**Selected extract**

To run the benchmark:

make benchmark MODULE=erlcass PROCS=100 REQ=100000

Where:

MODULE: the driver used to benchmark. Can be one of : erlcass or marina
PROCS: the number or erlang processes used to send the requests (concurrency level). Default 100.
REQ: the number of requests to be sent. Default 100000.

The results for 100 concurrent processes that sends 100k queries. Picked the average time from 3 runs:

cassandra driver	Time (ms)	Req/sec
erlcass v4.0.0	947	105544
marina 0.3.5	2360	42369

Changelog

Changelog is available here.

Getting started:

The application is compatible with both rebar or rebar3.

In case you receive any error related to compiling of the DataStax driver you can try to run rebar with sudo in order to install all dependencies. Also you can check wiki section for more details

Data types

In order to see the relation between Cassandra column types and Erlang types please check this wiki section

Starting the application

application:start(erlcass).

Setting the log level

Erlcass is using lager for logging the errors. Beside the fact that you can set in lager the desired log level, for better performances it's better to set also in erlcass the desired level otherwise there will be a lot of resources consumed by lager to format the messages and then drop them. Also the native driver performances can be affected because of the time spent in generating the logs and sending them from C++ into Erlang.

Available Log levels are:

-define(CASS_LOG_DISABLED, 0).
-define(CASS_LOG_CRITICAL, 1).
-define(CASS_LOG_ERROR, 2).
-define(CASS_LOG_WARN, 3). (default)
-define(CASS_LOG_INFO, 4).
-define(CASS_LOG_DEBUG,5).
-define(CASS_LOG_TRACE, 6).

In order to change the log level for the native driver you need to set the log_level environment variable for erlcass into your app config file, example: {log_level, 3}.

Setting the cluster options

The cluster options can be set inside your app.config file under the cluster_options key:

{erlcass, [
    {log_level, 3},
    {keyspace, <<"keyspace">>},
    {cluster_options,[
        {contact_points, <<"172.17.3.129,172.17.3.130,172.17.3.131">>},       
        {latency_aware_routing, true},
        {token_aware_routing, true},
        {number_threads_io, 4},
        {queue_size_io, 128000},
        {core_connections_host, 1},
        {tcp_nodelay, true},
        {tcp_keepalive, {true, 60}},
        {connect_timeout, 5000},
        {request_timeout, 5000},
        {retry_policy, {default, true}},
        {default_consistency_level, 6}
    ]}
]},

Tips for production environment:

Use token_aware_routing and latency_aware_routing
Don't use number_threads_io bigger than the number of your cores.

**Problems**
[1] In the erlcass documentation, please rewrite the paragraph beginning "Erlcass is using lager" as a short bulleted list that keeps its main facts.
[2] Continue the erlcass documentation from its final line, adding a few more paragraphs in the same style.

**Material supplied**
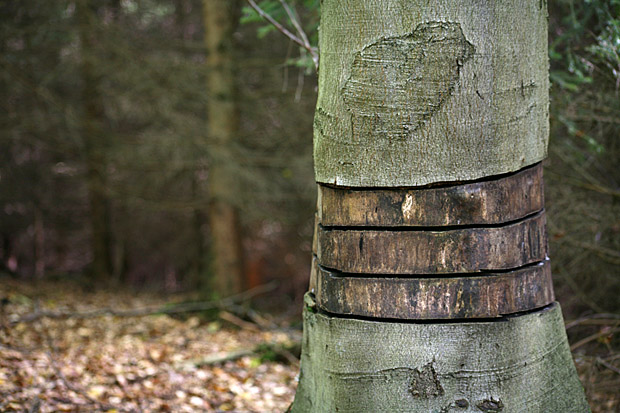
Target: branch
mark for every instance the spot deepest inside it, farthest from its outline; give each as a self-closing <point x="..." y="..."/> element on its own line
<point x="306" y="45"/>
<point x="302" y="33"/>
<point x="141" y="312"/>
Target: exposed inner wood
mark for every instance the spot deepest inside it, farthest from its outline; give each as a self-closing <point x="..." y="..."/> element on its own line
<point x="487" y="202"/>
<point x="466" y="250"/>
<point x="462" y="296"/>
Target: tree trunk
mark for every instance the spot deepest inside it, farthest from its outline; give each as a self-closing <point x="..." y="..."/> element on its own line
<point x="94" y="144"/>
<point x="430" y="289"/>
<point x="221" y="18"/>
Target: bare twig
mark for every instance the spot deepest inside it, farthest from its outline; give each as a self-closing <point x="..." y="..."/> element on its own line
<point x="233" y="319"/>
<point x="608" y="365"/>
<point x="141" y="312"/>
<point x="292" y="15"/>
<point x="606" y="318"/>
<point x="306" y="45"/>
<point x="593" y="337"/>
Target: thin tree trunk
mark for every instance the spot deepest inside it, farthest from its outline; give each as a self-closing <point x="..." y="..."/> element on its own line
<point x="94" y="145"/>
<point x="221" y="18"/>
<point x="430" y="289"/>
<point x="39" y="244"/>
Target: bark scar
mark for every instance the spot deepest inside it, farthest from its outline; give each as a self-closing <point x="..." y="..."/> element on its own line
<point x="397" y="83"/>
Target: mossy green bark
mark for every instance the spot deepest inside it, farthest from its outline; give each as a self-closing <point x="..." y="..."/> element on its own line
<point x="521" y="364"/>
<point x="415" y="92"/>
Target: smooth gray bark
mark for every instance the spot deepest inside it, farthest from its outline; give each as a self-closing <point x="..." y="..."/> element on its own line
<point x="418" y="92"/>
<point x="520" y="364"/>
<point x="414" y="92"/>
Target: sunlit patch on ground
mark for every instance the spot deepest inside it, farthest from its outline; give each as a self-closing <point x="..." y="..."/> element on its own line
<point x="152" y="363"/>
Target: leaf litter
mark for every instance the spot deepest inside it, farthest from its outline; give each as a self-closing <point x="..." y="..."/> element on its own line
<point x="155" y="363"/>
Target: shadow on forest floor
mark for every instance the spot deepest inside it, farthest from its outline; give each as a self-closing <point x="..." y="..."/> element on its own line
<point x="153" y="363"/>
<point x="85" y="361"/>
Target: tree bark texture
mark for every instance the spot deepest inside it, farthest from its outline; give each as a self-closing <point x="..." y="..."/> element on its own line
<point x="519" y="364"/>
<point x="415" y="92"/>
<point x="221" y="18"/>
<point x="430" y="289"/>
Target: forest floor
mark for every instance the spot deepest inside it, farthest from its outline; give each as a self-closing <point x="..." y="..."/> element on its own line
<point x="57" y="355"/>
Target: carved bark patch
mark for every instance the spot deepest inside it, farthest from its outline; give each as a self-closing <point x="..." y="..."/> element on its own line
<point x="398" y="83"/>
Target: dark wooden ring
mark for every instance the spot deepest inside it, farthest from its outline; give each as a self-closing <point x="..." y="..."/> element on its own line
<point x="494" y="201"/>
<point x="482" y="296"/>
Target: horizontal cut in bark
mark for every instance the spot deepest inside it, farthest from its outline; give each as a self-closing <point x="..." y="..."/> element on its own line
<point x="487" y="202"/>
<point x="464" y="250"/>
<point x="519" y="364"/>
<point x="486" y="296"/>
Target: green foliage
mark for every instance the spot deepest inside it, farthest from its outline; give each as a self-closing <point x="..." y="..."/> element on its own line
<point x="584" y="40"/>
<point x="582" y="175"/>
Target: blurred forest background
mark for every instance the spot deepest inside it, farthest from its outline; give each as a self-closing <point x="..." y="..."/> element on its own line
<point x="106" y="156"/>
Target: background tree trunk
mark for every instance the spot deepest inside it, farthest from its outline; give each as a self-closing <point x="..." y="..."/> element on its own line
<point x="221" y="18"/>
<point x="431" y="109"/>
<point x="95" y="144"/>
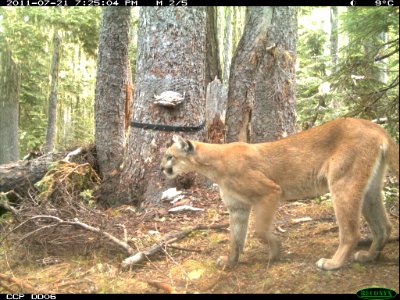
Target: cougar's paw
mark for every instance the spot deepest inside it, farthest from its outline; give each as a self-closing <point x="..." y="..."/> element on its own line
<point x="224" y="264"/>
<point x="363" y="256"/>
<point x="327" y="264"/>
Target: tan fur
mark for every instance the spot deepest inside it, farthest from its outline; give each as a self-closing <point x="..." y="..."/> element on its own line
<point x="346" y="157"/>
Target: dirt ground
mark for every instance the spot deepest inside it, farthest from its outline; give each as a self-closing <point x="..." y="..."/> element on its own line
<point x="188" y="266"/>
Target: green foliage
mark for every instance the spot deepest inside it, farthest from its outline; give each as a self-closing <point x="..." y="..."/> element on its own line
<point x="28" y="31"/>
<point x="365" y="81"/>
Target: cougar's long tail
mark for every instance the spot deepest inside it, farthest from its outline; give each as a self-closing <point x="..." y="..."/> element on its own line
<point x="392" y="157"/>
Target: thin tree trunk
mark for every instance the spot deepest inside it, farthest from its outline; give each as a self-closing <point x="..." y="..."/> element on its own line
<point x="227" y="42"/>
<point x="213" y="63"/>
<point x="245" y="63"/>
<point x="334" y="35"/>
<point x="9" y="109"/>
<point x="171" y="56"/>
<point x="274" y="112"/>
<point x="113" y="75"/>
<point x="52" y="111"/>
<point x="216" y="108"/>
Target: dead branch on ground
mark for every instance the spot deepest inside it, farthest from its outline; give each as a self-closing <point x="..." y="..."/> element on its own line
<point x="25" y="287"/>
<point x="77" y="223"/>
<point x="171" y="238"/>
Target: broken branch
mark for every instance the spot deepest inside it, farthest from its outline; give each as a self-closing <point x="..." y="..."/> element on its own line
<point x="26" y="288"/>
<point x="171" y="238"/>
<point x="76" y="223"/>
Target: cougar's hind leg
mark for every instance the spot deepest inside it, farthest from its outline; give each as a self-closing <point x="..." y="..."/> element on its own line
<point x="347" y="206"/>
<point x="264" y="212"/>
<point x="347" y="182"/>
<point x="239" y="218"/>
<point x="375" y="215"/>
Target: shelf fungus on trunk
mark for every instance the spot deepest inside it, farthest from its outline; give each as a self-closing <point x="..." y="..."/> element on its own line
<point x="169" y="99"/>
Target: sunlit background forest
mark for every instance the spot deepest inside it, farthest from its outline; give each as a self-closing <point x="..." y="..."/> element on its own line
<point x="347" y="65"/>
<point x="87" y="208"/>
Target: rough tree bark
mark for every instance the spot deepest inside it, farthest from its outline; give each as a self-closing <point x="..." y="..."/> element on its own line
<point x="9" y="91"/>
<point x="216" y="98"/>
<point x="113" y="93"/>
<point x="52" y="110"/>
<point x="227" y="42"/>
<point x="248" y="56"/>
<point x="213" y="63"/>
<point x="334" y="35"/>
<point x="274" y="111"/>
<point x="171" y="56"/>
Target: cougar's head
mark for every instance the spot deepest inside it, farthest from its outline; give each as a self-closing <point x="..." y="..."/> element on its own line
<point x="176" y="159"/>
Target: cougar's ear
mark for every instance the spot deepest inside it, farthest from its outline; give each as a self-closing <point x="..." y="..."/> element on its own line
<point x="182" y="143"/>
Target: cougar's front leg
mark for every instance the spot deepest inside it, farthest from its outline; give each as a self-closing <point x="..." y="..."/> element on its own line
<point x="239" y="218"/>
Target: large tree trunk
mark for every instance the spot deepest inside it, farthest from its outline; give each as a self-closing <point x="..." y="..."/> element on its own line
<point x="52" y="111"/>
<point x="9" y="91"/>
<point x="213" y="63"/>
<point x="245" y="63"/>
<point x="113" y="93"/>
<point x="171" y="56"/>
<point x="274" y="111"/>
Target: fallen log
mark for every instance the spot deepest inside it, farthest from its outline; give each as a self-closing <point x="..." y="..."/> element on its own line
<point x="20" y="175"/>
<point x="171" y="238"/>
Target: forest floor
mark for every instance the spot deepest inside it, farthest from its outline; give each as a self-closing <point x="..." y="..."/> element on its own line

**Answer set**
[1]
- Erlcass logs errors through lager.
- Set the desired log level in erlcass as well as in lager, for better performance.
- Otherwise, lager spends a lot of resources formatting messages only to drop them.
- Generating logs and sending them from C++ into Erlang can also slow the native driver.

[2]
Use tcp_nodelay and enable tcp_keepalive
Don't use large values for core_connections_host. The driver is system call bound and performs better with less I/O threads and connections because it can batch a larger number of writes into a single system call (the driver will naturally attempt to coalesce these operations). You may want to reduce the number of I/O threads to 2 or 3 and reduce the core connections to 1 (default).

All available options are described in the following wiki section.

Add a prepare statement

Example:

ok = erlcass:add_prepare_statement(select_blogpost,
                                   <<"select * from blogposts where domain = ? LIMIT 1">>),

In case you want to overwrite the default consistency level for that prepare statement use a tuple for the query argument: {Query, ConsistencyLevelHere}

Also this is possible using {Query, Options} where options is a proplist with the following options supported:

consistency_level - If it's missing the statement will be executed using the default consistency level value.
serial_consistency_level - This consistency can only be either ?CASS_CONSISTENCY_SERIAL or ?CASS_CONSISTENCY_LOCAL_SERIAL and if not present, it defaults to ?CASS_CONSISTENCY_SERIAL. This option will be ignored for anything else that a conditional update/insert.

Example:

ok = erlcass:add_prepare_statement(select_blogpost,
        {<<"select * from blogposts where domain = ? LIMIT 1">>, ?CASS_CONSISTENCY_LOCAL_QUORUM}).

ok = erlcass:add_prepare_statement(insert_blogpost, {
        <<"UPDATE blogposts SET author = ? WHERE domain = ? IF EXISTS">>, [
        {consistency_level, ?CASS_CONSISTENCY_LOCAL_QUORUM},
        {serial_consistency_level, ?CASS_CONSISTENCY_LOCAL_SERIAL}]
}).

Run a prepared statement query

You can bind the parameters in 2 ways: by name and by index. You can use ?BIND_BY_INDEX and ?BIND_BY_NAME from execute/3 in order to specify the desired method. By default is binding by index.

Example:

%bind by name
erlcass:execute(select_blogpost, ?BIND_BY_NAME, [{<<"domain">>, <<"Domain_1">>}]).

%bind by index
erlcass:execute(select_blogpost, [<<"Domain_1">>]).

%bind by index
erlcass:execute(select_blogpost, ?BIND_BY_INDEX, [<<"Domain_1">>]).

In case of maps you can use key(field) and value(field) in order to bind by name.

%table: CREATE TABLE test_map(key int PRIMARY KEY, value map<text,text>)
%statement: UPDATE examples.test_map SET value[?] = ? WHERE key = ?

%bind by index

erlcass:execute(identifier, [<<"collection_key_here">>, <<"collection_value_here">>, <<"key_here">>]).

%bind by name

erlcass:execute(insert_test_bind, ?BIND_BY_NAME, [
    {<<"key(value)">>, CollectionIndex1},
    {<<"value(value)">>, CollectionValue1},
    {<<"key">>, Key1}
]),

Async queries and blocking queries

For blocking operations use erlcass:execute, for async execution use : erlcass:async_execute.

The blocking operation the calling process will block (still async into the native code in order to avoid freezing of the VM threads) until will get the result from the cluster.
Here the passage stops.